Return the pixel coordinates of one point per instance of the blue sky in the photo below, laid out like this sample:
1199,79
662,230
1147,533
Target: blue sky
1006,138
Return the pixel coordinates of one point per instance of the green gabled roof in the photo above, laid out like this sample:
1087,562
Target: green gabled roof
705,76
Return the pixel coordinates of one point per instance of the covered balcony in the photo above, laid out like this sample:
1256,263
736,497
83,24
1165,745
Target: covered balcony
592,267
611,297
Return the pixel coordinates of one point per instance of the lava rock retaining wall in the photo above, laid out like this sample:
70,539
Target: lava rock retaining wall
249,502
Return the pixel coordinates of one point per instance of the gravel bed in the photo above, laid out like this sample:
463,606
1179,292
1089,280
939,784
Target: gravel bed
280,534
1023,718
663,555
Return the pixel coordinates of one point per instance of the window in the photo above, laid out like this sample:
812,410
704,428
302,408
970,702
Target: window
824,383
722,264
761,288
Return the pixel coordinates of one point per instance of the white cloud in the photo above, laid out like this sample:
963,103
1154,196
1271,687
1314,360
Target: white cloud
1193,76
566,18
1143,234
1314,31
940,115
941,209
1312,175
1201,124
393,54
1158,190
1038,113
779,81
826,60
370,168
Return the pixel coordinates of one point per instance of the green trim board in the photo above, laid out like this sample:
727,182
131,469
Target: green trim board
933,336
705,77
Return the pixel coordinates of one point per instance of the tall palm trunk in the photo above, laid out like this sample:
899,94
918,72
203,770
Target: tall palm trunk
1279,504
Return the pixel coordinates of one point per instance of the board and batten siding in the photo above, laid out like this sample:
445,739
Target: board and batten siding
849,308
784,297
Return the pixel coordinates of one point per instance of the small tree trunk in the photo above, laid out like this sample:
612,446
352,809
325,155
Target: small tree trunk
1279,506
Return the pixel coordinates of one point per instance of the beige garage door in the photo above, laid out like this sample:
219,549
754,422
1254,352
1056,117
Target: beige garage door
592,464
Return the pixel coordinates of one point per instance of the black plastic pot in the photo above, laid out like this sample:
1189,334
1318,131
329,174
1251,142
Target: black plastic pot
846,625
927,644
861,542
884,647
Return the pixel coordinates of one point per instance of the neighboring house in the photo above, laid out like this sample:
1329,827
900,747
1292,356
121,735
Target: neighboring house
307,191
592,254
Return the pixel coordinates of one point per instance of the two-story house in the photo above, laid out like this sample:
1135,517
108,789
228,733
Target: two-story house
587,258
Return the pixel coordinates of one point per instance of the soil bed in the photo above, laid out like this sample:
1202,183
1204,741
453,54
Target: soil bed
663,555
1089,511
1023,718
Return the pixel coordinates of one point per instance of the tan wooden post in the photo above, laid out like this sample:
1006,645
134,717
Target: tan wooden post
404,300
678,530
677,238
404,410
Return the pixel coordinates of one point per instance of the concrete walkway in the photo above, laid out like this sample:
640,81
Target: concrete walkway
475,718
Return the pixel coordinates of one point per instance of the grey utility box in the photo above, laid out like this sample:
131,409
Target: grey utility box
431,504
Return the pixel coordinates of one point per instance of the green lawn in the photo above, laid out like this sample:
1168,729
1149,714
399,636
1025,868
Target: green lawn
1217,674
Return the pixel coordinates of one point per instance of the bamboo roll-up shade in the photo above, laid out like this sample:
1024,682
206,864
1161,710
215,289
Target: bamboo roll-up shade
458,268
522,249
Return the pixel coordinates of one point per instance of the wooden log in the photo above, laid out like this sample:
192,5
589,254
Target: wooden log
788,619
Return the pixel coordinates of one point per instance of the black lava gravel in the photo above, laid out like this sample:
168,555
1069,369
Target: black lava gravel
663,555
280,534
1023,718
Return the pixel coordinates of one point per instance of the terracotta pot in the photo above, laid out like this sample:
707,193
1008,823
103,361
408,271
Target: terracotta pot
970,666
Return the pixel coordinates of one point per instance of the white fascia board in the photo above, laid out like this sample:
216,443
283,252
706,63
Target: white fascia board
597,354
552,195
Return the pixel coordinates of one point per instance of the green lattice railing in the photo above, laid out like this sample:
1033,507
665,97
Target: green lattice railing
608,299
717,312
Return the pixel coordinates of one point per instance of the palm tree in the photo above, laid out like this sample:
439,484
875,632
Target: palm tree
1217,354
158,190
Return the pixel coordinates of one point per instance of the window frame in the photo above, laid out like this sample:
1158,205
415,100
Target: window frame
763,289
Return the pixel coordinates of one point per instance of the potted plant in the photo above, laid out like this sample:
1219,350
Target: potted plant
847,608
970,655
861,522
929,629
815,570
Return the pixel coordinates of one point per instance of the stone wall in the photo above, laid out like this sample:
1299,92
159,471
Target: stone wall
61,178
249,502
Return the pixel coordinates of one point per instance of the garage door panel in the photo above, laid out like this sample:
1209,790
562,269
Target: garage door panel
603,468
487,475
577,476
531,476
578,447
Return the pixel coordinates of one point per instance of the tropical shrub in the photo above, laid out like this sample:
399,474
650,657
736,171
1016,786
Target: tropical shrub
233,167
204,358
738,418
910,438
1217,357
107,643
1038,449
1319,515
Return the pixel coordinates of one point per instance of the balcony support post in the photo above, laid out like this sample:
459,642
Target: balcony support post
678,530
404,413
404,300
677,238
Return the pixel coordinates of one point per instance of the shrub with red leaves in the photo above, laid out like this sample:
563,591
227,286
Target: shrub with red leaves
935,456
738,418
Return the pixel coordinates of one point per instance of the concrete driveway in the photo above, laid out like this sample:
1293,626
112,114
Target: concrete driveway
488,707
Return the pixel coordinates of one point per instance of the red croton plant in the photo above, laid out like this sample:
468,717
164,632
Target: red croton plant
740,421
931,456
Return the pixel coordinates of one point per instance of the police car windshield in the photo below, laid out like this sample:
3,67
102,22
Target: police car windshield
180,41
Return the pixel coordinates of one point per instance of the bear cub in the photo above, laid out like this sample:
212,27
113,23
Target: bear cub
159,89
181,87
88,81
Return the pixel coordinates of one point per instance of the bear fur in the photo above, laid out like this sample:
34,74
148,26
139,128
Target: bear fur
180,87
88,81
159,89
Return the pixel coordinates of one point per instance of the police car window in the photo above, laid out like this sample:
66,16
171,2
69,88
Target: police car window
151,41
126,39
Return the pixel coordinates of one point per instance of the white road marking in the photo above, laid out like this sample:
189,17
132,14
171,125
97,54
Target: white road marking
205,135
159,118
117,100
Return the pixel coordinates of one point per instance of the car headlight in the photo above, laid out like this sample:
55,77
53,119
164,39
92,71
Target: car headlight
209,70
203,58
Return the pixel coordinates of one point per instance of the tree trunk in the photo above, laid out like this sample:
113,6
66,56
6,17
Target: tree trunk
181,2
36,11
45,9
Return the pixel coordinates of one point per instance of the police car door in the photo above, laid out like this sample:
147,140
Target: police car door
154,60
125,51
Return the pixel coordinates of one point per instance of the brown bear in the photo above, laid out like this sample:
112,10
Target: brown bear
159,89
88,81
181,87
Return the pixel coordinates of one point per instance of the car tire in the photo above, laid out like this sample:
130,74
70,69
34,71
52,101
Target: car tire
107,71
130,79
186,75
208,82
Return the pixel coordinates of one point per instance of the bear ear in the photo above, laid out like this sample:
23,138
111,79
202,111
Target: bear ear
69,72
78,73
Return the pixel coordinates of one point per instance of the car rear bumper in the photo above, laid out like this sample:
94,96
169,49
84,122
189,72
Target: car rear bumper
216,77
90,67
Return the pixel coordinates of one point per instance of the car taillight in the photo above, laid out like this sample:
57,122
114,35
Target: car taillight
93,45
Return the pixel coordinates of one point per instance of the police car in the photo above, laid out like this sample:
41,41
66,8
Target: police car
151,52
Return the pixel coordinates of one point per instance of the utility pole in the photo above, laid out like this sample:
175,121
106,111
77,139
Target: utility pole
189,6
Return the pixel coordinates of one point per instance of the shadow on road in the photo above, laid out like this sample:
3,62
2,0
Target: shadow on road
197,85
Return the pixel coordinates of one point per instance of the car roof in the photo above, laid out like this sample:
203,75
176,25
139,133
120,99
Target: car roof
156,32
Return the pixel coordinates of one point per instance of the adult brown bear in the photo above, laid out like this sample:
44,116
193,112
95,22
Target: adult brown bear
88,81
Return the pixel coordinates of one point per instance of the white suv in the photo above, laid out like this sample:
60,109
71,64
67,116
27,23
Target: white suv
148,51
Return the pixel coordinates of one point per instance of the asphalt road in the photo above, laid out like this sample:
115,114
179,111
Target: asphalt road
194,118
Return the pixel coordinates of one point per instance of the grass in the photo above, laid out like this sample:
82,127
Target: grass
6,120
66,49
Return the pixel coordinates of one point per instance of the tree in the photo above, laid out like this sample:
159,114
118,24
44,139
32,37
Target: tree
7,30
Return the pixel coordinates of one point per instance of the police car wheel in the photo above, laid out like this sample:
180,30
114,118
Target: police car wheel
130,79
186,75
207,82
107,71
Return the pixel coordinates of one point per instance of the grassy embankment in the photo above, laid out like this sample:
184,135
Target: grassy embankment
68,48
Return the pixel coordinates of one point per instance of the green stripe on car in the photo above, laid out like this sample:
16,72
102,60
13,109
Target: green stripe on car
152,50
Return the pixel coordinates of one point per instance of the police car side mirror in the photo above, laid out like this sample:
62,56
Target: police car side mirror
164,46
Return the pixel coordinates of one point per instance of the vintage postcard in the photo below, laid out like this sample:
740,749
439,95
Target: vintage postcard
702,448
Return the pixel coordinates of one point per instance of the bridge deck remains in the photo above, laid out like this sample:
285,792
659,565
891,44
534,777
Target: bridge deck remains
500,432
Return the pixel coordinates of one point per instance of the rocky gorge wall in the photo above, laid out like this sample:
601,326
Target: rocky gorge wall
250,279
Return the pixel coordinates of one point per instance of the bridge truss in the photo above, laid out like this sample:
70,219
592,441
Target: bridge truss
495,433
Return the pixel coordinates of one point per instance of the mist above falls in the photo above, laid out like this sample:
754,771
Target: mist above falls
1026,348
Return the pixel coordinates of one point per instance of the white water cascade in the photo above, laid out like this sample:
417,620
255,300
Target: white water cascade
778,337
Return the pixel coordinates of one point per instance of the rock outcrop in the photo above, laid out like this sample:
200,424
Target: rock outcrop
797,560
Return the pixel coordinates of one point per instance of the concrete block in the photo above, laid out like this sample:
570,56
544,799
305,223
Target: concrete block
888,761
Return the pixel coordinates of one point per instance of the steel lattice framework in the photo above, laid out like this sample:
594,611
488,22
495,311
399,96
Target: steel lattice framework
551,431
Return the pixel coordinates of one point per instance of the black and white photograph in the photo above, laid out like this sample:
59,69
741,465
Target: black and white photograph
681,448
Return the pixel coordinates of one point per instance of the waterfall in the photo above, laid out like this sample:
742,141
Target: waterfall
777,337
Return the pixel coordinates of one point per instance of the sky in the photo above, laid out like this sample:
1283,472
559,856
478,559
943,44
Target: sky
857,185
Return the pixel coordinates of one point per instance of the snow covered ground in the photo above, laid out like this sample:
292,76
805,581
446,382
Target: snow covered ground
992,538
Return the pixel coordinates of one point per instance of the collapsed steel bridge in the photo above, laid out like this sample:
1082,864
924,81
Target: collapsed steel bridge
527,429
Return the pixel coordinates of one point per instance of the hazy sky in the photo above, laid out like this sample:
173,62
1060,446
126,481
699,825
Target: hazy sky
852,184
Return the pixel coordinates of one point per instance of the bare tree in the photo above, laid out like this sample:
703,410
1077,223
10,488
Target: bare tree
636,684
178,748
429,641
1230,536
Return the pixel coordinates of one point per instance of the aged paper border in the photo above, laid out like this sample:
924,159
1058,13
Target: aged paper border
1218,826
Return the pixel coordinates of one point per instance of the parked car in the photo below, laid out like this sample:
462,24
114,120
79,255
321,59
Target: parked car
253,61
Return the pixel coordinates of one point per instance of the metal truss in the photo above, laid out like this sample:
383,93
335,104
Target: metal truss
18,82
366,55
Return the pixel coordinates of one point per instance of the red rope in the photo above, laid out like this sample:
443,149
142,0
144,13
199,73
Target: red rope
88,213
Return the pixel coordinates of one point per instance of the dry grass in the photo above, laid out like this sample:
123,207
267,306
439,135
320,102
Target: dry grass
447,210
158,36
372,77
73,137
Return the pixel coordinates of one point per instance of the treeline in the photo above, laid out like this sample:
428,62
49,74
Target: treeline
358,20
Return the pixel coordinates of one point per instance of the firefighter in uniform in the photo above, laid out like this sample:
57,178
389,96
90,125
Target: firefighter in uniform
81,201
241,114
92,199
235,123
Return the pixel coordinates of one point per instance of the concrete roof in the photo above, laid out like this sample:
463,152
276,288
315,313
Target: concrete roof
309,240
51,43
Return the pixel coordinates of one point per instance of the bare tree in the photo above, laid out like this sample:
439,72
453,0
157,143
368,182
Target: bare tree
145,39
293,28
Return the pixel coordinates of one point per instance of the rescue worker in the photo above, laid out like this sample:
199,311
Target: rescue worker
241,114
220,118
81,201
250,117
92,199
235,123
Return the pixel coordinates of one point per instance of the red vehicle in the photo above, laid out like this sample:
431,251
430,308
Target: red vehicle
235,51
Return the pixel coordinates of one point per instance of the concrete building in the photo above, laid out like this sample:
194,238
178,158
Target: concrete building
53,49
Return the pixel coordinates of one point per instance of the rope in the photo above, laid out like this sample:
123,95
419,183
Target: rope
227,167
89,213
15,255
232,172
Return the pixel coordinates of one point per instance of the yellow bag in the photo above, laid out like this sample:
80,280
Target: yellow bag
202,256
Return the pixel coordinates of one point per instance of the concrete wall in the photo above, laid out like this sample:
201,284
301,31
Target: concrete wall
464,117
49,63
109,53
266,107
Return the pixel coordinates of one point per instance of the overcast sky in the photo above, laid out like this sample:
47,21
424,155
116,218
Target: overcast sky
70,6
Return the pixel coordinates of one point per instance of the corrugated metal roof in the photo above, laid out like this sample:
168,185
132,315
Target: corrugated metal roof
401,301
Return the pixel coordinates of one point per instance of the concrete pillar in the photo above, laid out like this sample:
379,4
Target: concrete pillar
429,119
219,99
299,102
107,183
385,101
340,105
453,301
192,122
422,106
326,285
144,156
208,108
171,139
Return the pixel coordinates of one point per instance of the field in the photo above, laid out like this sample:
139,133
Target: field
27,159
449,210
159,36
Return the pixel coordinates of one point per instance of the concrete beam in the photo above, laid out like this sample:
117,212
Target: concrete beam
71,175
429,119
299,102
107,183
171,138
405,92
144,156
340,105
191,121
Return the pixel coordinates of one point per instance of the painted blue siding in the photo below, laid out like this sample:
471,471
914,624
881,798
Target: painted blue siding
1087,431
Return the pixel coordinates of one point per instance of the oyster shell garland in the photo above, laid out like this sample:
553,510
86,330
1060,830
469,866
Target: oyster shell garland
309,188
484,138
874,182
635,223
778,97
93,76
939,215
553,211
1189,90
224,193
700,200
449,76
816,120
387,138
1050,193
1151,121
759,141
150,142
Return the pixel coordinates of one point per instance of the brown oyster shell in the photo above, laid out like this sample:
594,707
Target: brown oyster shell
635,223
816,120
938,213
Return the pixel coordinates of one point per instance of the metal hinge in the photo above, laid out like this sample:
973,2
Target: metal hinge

+++++

* [TASK BRIEF]
Take the line with "the concrete pillar" and all lines after it through the end of the records, and write them out exactly; include nothing else.

* [SOLUTION FOR THIS TASK]
Return the pixel coordinates of one point per instance of the concrete pillar in the photo above, laid out like this sample:
379,4
Target: concrete pillar
429,119
219,99
299,102
107,183
385,101
340,105
453,301
192,122
422,106
326,285
144,156
208,108
171,139
Return the pixel coordinates of one point per instance of the field in the photo above, laid out like this sample:
139,133
Target: field
27,159
449,210
159,36
Return the pixel coordinates of one point per instance of the concrete beam in the photo above, laid out like this sample:
117,212
Target: concrete beam
71,175
429,119
299,102
107,183
171,138
405,92
144,156
340,105
191,121
Return the pixel coordinates of one point per instance of the painted blue siding in the photo below, laid out like this sample:
471,471
914,624
881,798
Target: painted blue siding
1087,431
Return the pixel coordinates of one point per instance of the oyster shell garland in the photo above, laid out like this sample:
553,510
86,330
1060,830
469,866
Target: oyster shell garland
309,188
484,138
874,182
635,223
778,97
93,76
939,215
553,211
1189,90
224,193
700,200
449,76
816,120
387,138
1050,193
1151,121
759,141
150,142
Return the pixel coordinates of one point per instance of the brown oyster shell in the photo above, laid out like this sample:
594,707
Target: brown oyster shell
635,223
816,120
938,213
Return the pixel coordinates of one point per instance of the metal hinge in the photo above, laid out like this sample:
973,2
Target: metal hinge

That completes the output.